» **Seitentext**
· · · ·

Erfolgreiche Fachveranstaltung - Künstliche Intelligenz bei der Polizei Brandenburg

15.10.2025

Wie kann Künstliche Intelligenz (KI) die Polizeiarbeit unterstützen, und wo liegen ihre Grenzen? Mit diesen Fragen beschäftigte sich die Fachveranstaltung des BDK Brandenburg, bei der am 07.10.2025 Vertreterinnen und Vertreter aus Polizei, Wissenschaft und IT über die Zukunft moderner Ermittlungsarbeit diskutierten.

Katharina Iskandar von der FAZ führte dabei gekonnt und charmant durch den Veranstaltungstag.

Nach der Begrüßung durch den Landesvorsitzenden Christoph Wenzlaff richtete der BDK-Bundesvorsitzende Dirk Peglow ein Grußwort an die Teilnehmenden und gab einen Einblick in den aktuellen Stand der Nutzung von Künstlicher Intelligenz (KI) bei der Polizei in Hessen. Er berichtete vom Innovation Hub der Hessischen Polizei, in dem KI bereits praktisch erprobt wird – etwa zur automatisierten Erstellung von Abschlussberichten oder zur Unterstützung bei Beschlussanregungen für die Staatsanwaltschaft.

Peglow machte deutlich, dass der Einsatz von KI kein Selbstzweck, sondern ein Werkzeug sei, um die tägliche Arbeit der Beamtinnen und Beamten effizienter und zielgerichteter zu gestalten.

· · · ·

» **Angezeigte Einträge**
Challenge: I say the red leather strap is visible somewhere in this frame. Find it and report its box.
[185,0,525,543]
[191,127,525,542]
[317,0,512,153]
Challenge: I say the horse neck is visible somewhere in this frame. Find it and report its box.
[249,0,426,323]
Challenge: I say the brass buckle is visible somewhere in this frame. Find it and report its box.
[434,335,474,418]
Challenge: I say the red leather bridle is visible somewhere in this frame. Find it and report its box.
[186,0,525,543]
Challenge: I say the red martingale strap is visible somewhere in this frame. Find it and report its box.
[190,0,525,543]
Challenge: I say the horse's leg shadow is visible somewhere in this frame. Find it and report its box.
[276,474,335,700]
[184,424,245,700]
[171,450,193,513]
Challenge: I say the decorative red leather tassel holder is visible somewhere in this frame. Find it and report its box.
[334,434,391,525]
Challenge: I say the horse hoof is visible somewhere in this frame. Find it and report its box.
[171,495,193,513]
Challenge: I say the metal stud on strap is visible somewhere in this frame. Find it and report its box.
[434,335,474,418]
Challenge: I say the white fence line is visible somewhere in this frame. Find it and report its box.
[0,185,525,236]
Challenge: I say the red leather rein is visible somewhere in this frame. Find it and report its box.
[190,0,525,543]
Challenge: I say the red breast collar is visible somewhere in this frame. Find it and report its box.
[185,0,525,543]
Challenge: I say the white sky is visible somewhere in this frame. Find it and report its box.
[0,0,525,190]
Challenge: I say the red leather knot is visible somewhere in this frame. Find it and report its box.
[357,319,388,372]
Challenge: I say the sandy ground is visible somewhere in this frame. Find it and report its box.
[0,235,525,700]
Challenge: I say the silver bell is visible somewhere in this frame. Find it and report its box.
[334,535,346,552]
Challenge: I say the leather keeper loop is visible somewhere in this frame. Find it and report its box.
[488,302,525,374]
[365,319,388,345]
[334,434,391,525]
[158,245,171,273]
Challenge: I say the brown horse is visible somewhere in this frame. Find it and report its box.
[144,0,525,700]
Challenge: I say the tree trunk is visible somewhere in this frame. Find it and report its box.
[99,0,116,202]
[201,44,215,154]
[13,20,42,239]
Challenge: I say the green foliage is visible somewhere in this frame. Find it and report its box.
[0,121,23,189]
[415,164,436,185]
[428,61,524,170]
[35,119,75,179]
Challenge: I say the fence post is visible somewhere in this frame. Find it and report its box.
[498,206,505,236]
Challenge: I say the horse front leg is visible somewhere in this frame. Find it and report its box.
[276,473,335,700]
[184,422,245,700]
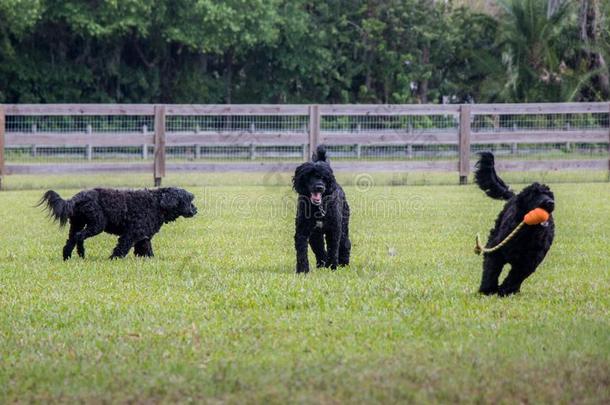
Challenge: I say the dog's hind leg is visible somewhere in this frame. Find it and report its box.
[133,239,154,257]
[63,221,84,260]
[479,254,505,295]
[74,219,106,258]
[339,219,352,266]
[498,263,537,296]
[309,231,326,268]
[110,234,134,259]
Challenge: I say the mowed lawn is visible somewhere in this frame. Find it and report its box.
[0,179,610,403]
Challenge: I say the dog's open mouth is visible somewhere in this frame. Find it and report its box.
[309,192,322,205]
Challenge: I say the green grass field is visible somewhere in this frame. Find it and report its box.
[0,176,610,404]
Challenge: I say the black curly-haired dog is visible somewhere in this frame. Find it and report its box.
[475,152,555,296]
[292,145,351,273]
[39,187,197,260]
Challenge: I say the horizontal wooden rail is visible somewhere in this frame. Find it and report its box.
[320,104,460,116]
[6,163,153,174]
[166,104,309,116]
[5,104,154,116]
[6,132,155,146]
[470,129,608,144]
[320,130,458,145]
[471,102,608,115]
[496,159,608,172]
[4,102,608,116]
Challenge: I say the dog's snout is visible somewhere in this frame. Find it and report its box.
[542,199,555,212]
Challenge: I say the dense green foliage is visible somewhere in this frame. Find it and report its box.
[0,0,610,103]
[0,174,610,404]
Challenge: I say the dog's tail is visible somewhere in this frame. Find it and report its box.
[38,190,74,227]
[311,145,327,162]
[474,152,515,200]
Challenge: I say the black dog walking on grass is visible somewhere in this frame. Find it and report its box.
[39,187,197,260]
[475,152,555,295]
[292,145,351,273]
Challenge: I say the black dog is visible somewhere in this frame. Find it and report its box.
[292,145,351,273]
[475,152,555,296]
[39,188,197,260]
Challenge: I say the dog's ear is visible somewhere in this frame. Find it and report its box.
[160,188,180,211]
[292,162,312,194]
[322,166,337,194]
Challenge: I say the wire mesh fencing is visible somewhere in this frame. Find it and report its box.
[320,113,459,161]
[471,112,610,160]
[166,115,308,162]
[0,103,610,188]
[5,115,155,164]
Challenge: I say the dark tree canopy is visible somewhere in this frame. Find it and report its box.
[0,0,610,103]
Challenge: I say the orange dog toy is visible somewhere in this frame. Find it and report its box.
[523,208,549,225]
[474,208,551,255]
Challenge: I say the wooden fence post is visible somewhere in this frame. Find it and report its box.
[309,104,320,157]
[85,124,93,160]
[154,105,165,187]
[142,124,148,160]
[0,104,6,190]
[604,105,610,181]
[458,104,470,184]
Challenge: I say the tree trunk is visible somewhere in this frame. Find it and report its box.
[225,49,234,104]
[579,0,610,98]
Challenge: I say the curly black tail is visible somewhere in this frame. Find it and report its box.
[38,190,74,227]
[474,152,515,200]
[311,145,327,162]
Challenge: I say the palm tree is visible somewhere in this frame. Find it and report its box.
[482,0,591,102]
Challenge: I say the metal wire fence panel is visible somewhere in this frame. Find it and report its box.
[320,114,459,160]
[6,115,155,163]
[0,103,610,187]
[166,115,309,162]
[471,113,609,160]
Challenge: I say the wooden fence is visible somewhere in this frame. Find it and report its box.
[0,103,610,187]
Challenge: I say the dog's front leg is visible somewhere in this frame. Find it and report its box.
[110,234,134,259]
[326,226,341,270]
[294,231,309,273]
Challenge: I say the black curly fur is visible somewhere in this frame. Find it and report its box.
[474,152,515,200]
[39,187,197,260]
[292,145,351,273]
[475,152,555,296]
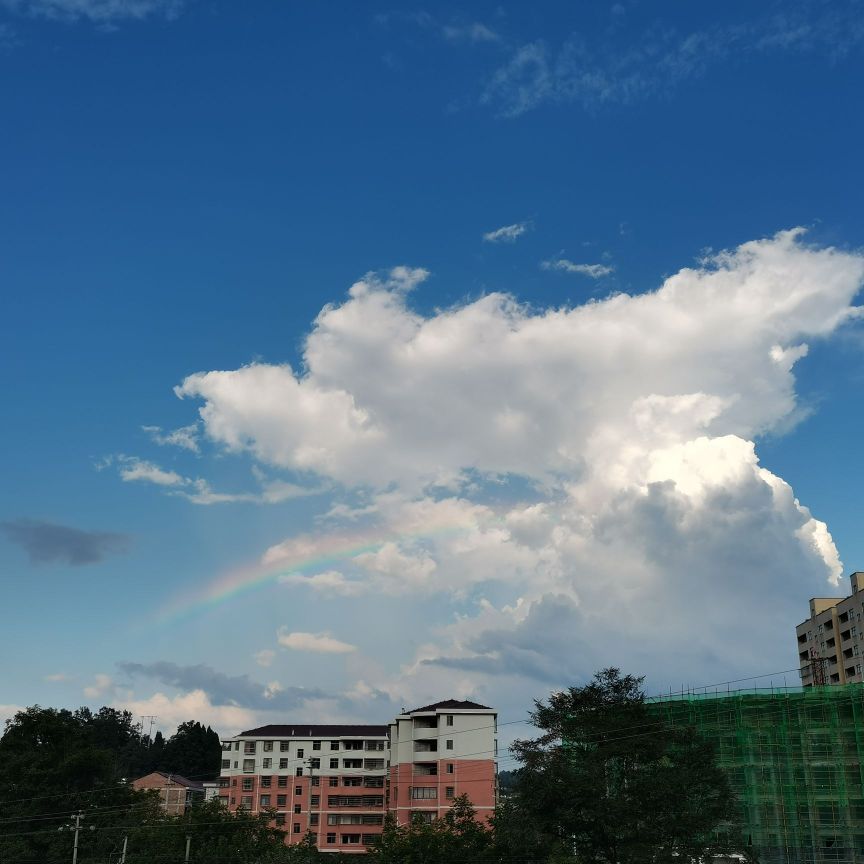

· · · ·

» **Aufgabenstellung**
Gib den Seitentext von "Katharina Iskandar von" bis "zielgerichteter zu gestalten." erneut aus und tausche dabei "Innovation Hub" gegen "Innovationslabor".

» **Lösung**
Katharina Iskandar von der FAZ führte dabei gekonnt und charmant durch den Veranstaltungstag.

Nach der Begrüßung durch den Landesvorsitzenden Christoph Wenzlaff richtete der BDK-Bundesvorsitzende Dirk Peglow ein Grußwort an die Teilnehmenden und gab einen Einblick in den aktuellen Stand der Nutzung von Künstlicher Intelligenz (KI) bei der Polizei in Hessen. Er berichtete vom Innovationslabor der Hessischen Polizei, in dem KI bereits praktisch erprobt wird – etwa zur automatisierten Erstellung von Abschlussberichten oder zur Unterstützung bei Beschlussanregungen für die Staatsanwaltschaft.

Peglow machte deutlich, dass der Einsatz von KI kein Selbstzweck, sondern ein Werkzeug sei, um die tägliche Arbeit der Beamtinnen und Beamten effizienter und zielgerichteter zu gestalten.